→ **Exercice proposé**: Recopiez à l'identique, dans le texte sur la rédaction liée à la pratique, le passage qui s'ouvre sur les mots contenant « Notre réflexion est » et se termine par « ou situations complexes. ».

→ **Extrait du document**:
En quoi la rédaction sur son action a des effets sur sa pratique ?

Notre réflexion est faite sur les conditions pour qu’une Rédaction (l’écriture) basée sur une Action (la pratique) devienne un mode de production de compétences. En 2006-2007 nous avons commencé à l’expérimenter et cette année 2007-2008 nous somme passé à un stade d’expérimentation et d’application.

Toute Action relève d’une démarche scientifique, c’est-à-dire que l’élève est placé dans des conditions d’expérimentation pendant lesquelles il est confronté, par son intervention, à des réalités ou situations complexes.

Ces situations font émerger des questions, des problématiques, qu’il va devoir décrire et solutionner par une Rédaction, adaptée à chaque situation, avant de transmettre, lors d’une communication orale, les contenus de cette expérimentation.

La communication orale fait appel à des outils dont la maîtrise est l’expression d’une compétence de niveau supérieur, mais son sujet sera traité ultérieurement.

→ **Jeu de données**:
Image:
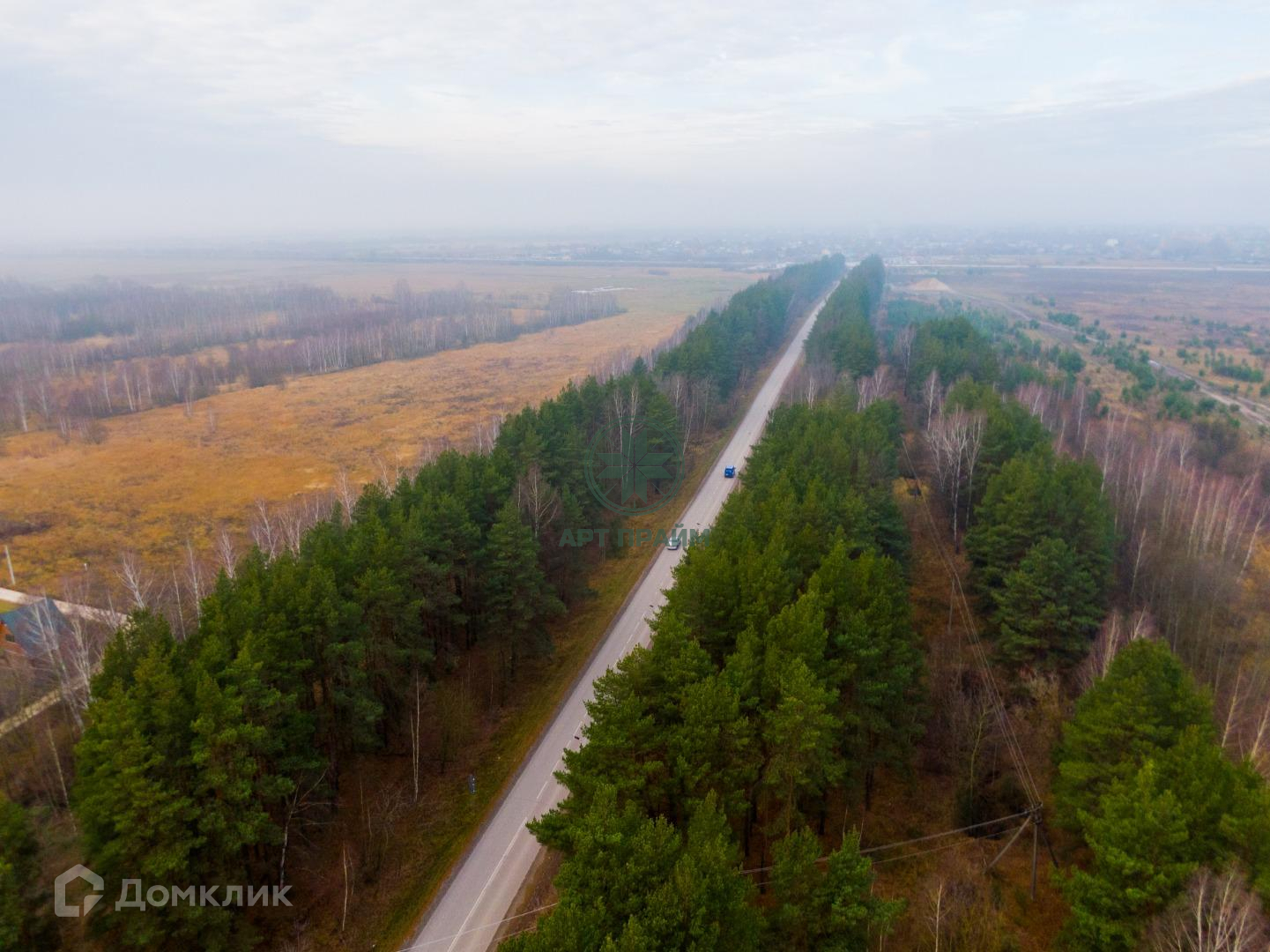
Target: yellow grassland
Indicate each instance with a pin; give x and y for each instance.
(161, 476)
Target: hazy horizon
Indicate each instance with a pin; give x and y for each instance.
(129, 123)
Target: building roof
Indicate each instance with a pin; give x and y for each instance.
(37, 627)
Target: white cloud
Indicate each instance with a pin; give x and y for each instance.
(688, 98)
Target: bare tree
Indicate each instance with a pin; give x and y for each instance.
(874, 387)
(1215, 914)
(536, 498)
(931, 396)
(903, 348)
(225, 552)
(136, 578)
(265, 535)
(345, 492)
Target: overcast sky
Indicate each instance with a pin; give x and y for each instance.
(146, 118)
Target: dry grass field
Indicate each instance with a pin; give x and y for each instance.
(1162, 308)
(161, 476)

→ **Tâche accomplie**:
Notre réflexion est faite sur les conditions pour qu’une Rédaction (l’écriture) basée sur une Action (la pratique) devienne un mode de production de compétences. En 2006-2007 nous avons commencé à l’expérimenter et cette année 2007-2008 nous somme passé à un stade d’expérimentation et d’application.

Toute Action relève d’une démarche scientifique, c’est-à-dire que l’élève est placé dans des conditions d’expérimentation pendant lesquelles il est confronté, par son intervention, à des réalités ou situations complexes.